• [EXTRACTED TEXT]
[Start of section]
Alisa Fleming ~ Children living in highly populated areas have a much higher prevalence of food allergies than those living in rural communities, according to a new study funded by the Food Allergy Initiative. In fact, the incidence of peanut and shellfish allergies in urban centers is more than double the amount of rural areas.
However, milk and soy allergy appeared to affect a similar proportion of children regardless of geographic area.
The study, led by Ruchi Gupta, M.D., an assistant professor of pediatrics at Northwestern University Feinberg School of Medicine and a physician at the Ann & Robert H. Lurie Children’s Hospital of Chicago, is the first to map children’s food allergies by geographical location in the United States. It included 38,465 children under 18 years old, as a representative sample of U.S. households …
Only food allergies reported to induce one or more of the following reaction symptoms were included in the report: anaphylaxis, angioedema of lips/eyes/face, other angioedema, coughing, other oropharyngeal symptoms, eczema, flushing, hives, low blood pressure, pruritus, trouble breathing, vomiting, or wheezing. Among the cases included in the final analysis, over 70% also included report of a physician diagnosis with IgE testing, skin prick testing, or an oral food challenge.
The researchers found that increasing population density corresponded with increasing number of people with food allergies, from 6.2% in rural areas to 9.8% in urban centers. The significance remained even after adjusting for race/ethnicity, gender, age, household income, and latitude.
At first glance it would seem that the increasing prevalence of food allergies from north to south would disprove the vitamin D theory, and that the higher rate of food allergies in urban centers may support the hygiene hypothesis. As Dr. Gupta states, “This shows that the environment has an impact on developing food allergies.”
Or does it?
[End of section]
• [ASSIGNMENT 1] In the article on children's food allergies, how many children did the study include?
• [ASSIGNMENT 2] Repeat the part of the food allergy article starting with "Alisa Fleming ~" and going on through "of geographic area.".
• [ASSIGNMENT 3] Proceed with the article on urban and rural food allergies from the point where it stops.
The data come from a different source than the article.

• [THE DATA]
[Start of section]
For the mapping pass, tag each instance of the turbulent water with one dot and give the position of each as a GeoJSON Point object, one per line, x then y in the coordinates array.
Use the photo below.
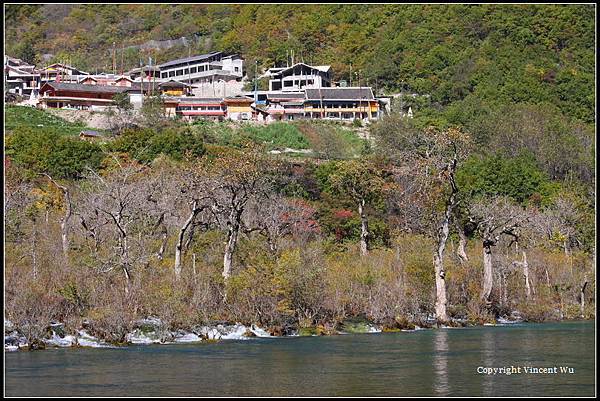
{"type": "Point", "coordinates": [443, 362]}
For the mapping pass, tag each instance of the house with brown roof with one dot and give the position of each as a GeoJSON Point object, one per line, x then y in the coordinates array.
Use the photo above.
{"type": "Point", "coordinates": [78, 96]}
{"type": "Point", "coordinates": [341, 103]}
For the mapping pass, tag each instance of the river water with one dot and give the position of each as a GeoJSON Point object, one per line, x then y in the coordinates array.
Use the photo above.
{"type": "Point", "coordinates": [441, 362]}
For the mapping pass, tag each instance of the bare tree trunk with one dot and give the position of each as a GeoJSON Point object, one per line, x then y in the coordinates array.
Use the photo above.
{"type": "Point", "coordinates": [440, 273]}
{"type": "Point", "coordinates": [526, 274]}
{"type": "Point", "coordinates": [179, 245]}
{"type": "Point", "coordinates": [583, 298]}
{"type": "Point", "coordinates": [194, 267]}
{"type": "Point", "coordinates": [487, 271]}
{"type": "Point", "coordinates": [163, 245]}
{"type": "Point", "coordinates": [33, 250]}
{"type": "Point", "coordinates": [68, 213]}
{"type": "Point", "coordinates": [234, 228]}
{"type": "Point", "coordinates": [462, 244]}
{"type": "Point", "coordinates": [364, 228]}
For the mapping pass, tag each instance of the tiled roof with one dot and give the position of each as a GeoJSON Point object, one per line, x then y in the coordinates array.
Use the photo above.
{"type": "Point", "coordinates": [352, 93]}
{"type": "Point", "coordinates": [87, 88]}
{"type": "Point", "coordinates": [187, 59]}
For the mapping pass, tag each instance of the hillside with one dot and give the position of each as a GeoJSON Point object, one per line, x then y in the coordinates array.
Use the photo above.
{"type": "Point", "coordinates": [468, 56]}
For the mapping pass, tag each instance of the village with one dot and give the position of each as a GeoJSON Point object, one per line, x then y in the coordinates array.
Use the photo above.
{"type": "Point", "coordinates": [208, 86]}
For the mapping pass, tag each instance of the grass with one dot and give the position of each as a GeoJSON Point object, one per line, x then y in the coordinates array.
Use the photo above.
{"type": "Point", "coordinates": [327, 140]}
{"type": "Point", "coordinates": [16, 117]}
{"type": "Point", "coordinates": [278, 135]}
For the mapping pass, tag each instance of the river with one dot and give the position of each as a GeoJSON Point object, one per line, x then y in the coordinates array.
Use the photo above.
{"type": "Point", "coordinates": [443, 362]}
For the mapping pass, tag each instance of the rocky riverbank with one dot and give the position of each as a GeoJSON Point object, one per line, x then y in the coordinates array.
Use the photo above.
{"type": "Point", "coordinates": [153, 331]}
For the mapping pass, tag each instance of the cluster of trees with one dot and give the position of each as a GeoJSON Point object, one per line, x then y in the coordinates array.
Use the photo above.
{"type": "Point", "coordinates": [156, 222]}
{"type": "Point", "coordinates": [488, 55]}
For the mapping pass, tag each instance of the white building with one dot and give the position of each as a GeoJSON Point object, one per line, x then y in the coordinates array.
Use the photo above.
{"type": "Point", "coordinates": [204, 68]}
{"type": "Point", "coordinates": [21, 78]}
{"type": "Point", "coordinates": [298, 77]}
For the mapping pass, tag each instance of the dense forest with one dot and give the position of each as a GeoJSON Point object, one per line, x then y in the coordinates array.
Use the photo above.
{"type": "Point", "coordinates": [469, 56]}
{"type": "Point", "coordinates": [481, 206]}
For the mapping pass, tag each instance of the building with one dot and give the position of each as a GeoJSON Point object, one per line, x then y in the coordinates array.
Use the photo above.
{"type": "Point", "coordinates": [20, 78]}
{"type": "Point", "coordinates": [89, 135]}
{"type": "Point", "coordinates": [61, 72]}
{"type": "Point", "coordinates": [78, 96]}
{"type": "Point", "coordinates": [204, 68]}
{"type": "Point", "coordinates": [191, 108]}
{"type": "Point", "coordinates": [174, 88]}
{"type": "Point", "coordinates": [340, 103]}
{"type": "Point", "coordinates": [239, 108]}
{"type": "Point", "coordinates": [298, 77]}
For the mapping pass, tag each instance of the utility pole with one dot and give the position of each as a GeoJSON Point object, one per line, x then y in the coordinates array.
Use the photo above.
{"type": "Point", "coordinates": [350, 74]}
{"type": "Point", "coordinates": [189, 74]}
{"type": "Point", "coordinates": [142, 86]}
{"type": "Point", "coordinates": [256, 86]}
{"type": "Point", "coordinates": [114, 58]}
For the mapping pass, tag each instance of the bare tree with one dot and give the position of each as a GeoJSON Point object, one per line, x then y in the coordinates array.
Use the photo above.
{"type": "Point", "coordinates": [115, 210]}
{"type": "Point", "coordinates": [494, 218]}
{"type": "Point", "coordinates": [64, 223]}
{"type": "Point", "coordinates": [240, 178]}
{"type": "Point", "coordinates": [431, 157]}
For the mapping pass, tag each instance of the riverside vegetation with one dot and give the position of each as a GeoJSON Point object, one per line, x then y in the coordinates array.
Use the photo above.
{"type": "Point", "coordinates": [480, 206]}
{"type": "Point", "coordinates": [200, 223]}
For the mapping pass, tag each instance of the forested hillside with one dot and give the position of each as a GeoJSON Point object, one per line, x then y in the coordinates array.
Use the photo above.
{"type": "Point", "coordinates": [470, 56]}
{"type": "Point", "coordinates": [480, 206]}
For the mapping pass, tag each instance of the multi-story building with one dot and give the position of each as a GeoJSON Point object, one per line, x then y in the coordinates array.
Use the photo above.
{"type": "Point", "coordinates": [204, 68]}
{"type": "Point", "coordinates": [343, 103]}
{"type": "Point", "coordinates": [298, 77]}
{"type": "Point", "coordinates": [20, 78]}
{"type": "Point", "coordinates": [191, 108]}
{"type": "Point", "coordinates": [239, 108]}
{"type": "Point", "coordinates": [61, 72]}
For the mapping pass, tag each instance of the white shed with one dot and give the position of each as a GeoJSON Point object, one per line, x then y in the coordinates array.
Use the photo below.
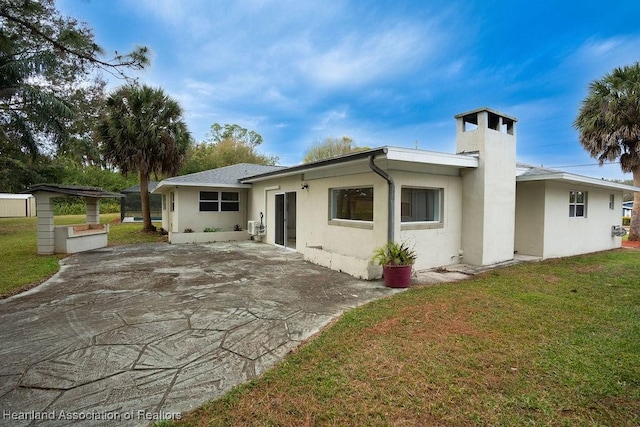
{"type": "Point", "coordinates": [17, 205]}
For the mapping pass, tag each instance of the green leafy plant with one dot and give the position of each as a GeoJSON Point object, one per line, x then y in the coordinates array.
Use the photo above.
{"type": "Point", "coordinates": [393, 253]}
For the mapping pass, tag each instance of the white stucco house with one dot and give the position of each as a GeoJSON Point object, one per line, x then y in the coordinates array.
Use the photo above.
{"type": "Point", "coordinates": [478, 206]}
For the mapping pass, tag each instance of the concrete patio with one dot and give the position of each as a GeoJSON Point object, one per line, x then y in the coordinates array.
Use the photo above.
{"type": "Point", "coordinates": [138, 333]}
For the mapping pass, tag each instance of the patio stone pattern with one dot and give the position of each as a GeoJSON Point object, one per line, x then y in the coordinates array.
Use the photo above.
{"type": "Point", "coordinates": [155, 330]}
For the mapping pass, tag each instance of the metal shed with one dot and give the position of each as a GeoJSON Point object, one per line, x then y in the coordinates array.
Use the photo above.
{"type": "Point", "coordinates": [17, 205]}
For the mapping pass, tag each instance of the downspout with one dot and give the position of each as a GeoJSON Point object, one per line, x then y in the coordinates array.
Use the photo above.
{"type": "Point", "coordinates": [392, 198]}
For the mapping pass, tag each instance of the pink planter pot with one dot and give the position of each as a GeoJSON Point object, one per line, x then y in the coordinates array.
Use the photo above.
{"type": "Point", "coordinates": [396, 276]}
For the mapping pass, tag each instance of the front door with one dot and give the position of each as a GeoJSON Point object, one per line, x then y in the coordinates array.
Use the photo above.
{"type": "Point", "coordinates": [286, 220]}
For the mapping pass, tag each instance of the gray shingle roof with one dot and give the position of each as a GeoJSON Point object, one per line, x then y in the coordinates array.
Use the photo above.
{"type": "Point", "coordinates": [228, 175]}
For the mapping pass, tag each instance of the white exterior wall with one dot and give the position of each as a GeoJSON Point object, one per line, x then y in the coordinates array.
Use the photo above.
{"type": "Point", "coordinates": [566, 236]}
{"type": "Point", "coordinates": [435, 245]}
{"type": "Point", "coordinates": [187, 211]}
{"type": "Point", "coordinates": [530, 218]}
{"type": "Point", "coordinates": [312, 223]}
{"type": "Point", "coordinates": [347, 246]}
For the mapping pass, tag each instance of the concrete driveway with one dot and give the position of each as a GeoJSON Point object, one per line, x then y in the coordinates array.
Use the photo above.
{"type": "Point", "coordinates": [136, 333]}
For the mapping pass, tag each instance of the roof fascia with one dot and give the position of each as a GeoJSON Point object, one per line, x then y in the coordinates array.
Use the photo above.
{"type": "Point", "coordinates": [168, 184]}
{"type": "Point", "coordinates": [570, 178]}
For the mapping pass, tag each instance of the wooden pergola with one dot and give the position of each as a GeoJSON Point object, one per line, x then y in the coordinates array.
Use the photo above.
{"type": "Point", "coordinates": [69, 238]}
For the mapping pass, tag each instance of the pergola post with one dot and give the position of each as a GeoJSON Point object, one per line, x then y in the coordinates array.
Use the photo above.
{"type": "Point", "coordinates": [93, 210]}
{"type": "Point", "coordinates": [46, 237]}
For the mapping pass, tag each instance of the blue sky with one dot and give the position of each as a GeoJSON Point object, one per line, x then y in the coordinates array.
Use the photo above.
{"type": "Point", "coordinates": [382, 72]}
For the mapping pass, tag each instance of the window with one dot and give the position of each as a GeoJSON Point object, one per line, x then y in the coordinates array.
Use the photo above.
{"type": "Point", "coordinates": [578, 204]}
{"type": "Point", "coordinates": [219, 201]}
{"type": "Point", "coordinates": [209, 201]}
{"type": "Point", "coordinates": [421, 204]}
{"type": "Point", "coordinates": [352, 203]}
{"type": "Point", "coordinates": [230, 202]}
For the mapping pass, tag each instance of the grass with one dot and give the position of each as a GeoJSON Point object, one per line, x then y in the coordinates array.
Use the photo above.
{"type": "Point", "coordinates": [22, 267]}
{"type": "Point", "coordinates": [550, 343]}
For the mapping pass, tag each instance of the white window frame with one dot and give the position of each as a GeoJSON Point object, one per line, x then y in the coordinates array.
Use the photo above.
{"type": "Point", "coordinates": [333, 209]}
{"type": "Point", "coordinates": [411, 204]}
{"type": "Point", "coordinates": [575, 203]}
{"type": "Point", "coordinates": [218, 200]}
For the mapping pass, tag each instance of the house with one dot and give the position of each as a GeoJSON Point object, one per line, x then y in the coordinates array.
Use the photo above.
{"type": "Point", "coordinates": [478, 206]}
{"type": "Point", "coordinates": [208, 206]}
{"type": "Point", "coordinates": [17, 205]}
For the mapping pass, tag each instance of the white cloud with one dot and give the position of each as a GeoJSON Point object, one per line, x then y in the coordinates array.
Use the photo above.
{"type": "Point", "coordinates": [361, 58]}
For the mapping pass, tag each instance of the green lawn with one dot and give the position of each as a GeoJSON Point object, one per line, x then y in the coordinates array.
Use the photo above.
{"type": "Point", "coordinates": [22, 267]}
{"type": "Point", "coordinates": [549, 343]}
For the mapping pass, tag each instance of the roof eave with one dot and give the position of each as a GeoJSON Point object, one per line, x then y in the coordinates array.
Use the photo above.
{"type": "Point", "coordinates": [576, 179]}
{"type": "Point", "coordinates": [160, 188]}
[End of section]
• [WRITTEN ANSWER 1] 38,465 children under 18 years old.

• [WRITTEN ANSWER 2]
Alisa Fleming ~ Children living in highly populated areas have a much higher prevalence of food allergies than those living in rural communities, according to a new study funded by the Food Allergy Initiative. In fact, the incidence of peanut and shellfish allergies in urban centers is more than double the amount of rural areas.
However, milk and soy allergy appeared to affect a similar proportion of children regardless of geographic area.

• [WRITTEN ANSWER 3]
The number of people with food allergies seems to be more highly concentrated toward the coastal states, which is where the population also tends to be denser. Is it a coincidence then that fish and shellfish are two of the top allergens in these urban centers (which tend to be closer to the ocean)? True, peanut allergies also seem to increase significantly as you migrate from the countryside to densely populated cities, but milk, soy, and even wheat allergies do not appear to have a notable tie to population density. Peanuts, fish, shellfish, and to a lesser extent eggs, seem to be the allergens skewing the results toward urban allergy centers.
The results of this study are fascinating and offer excellent insight into the prevalence of food allergies. Hopefully further studies will explore the many questions that have developed from Dr. Gupta’s work. Other Northwestern authors involved in this study include Jane L. Holl, M.D., Elizabeth E. Springston, and Jacqueline Pongracic, M.D.
Food allergy is now being recognized as a serious and growing health problem. According to the latest numbers, food allergies affect 8.0% of all children in the United States, a prevalence rate that has increased by at least 18% over the past decade. Milk allergies remain one of the most common food allergens, affecting 1.5 to 2% of all children in the United States.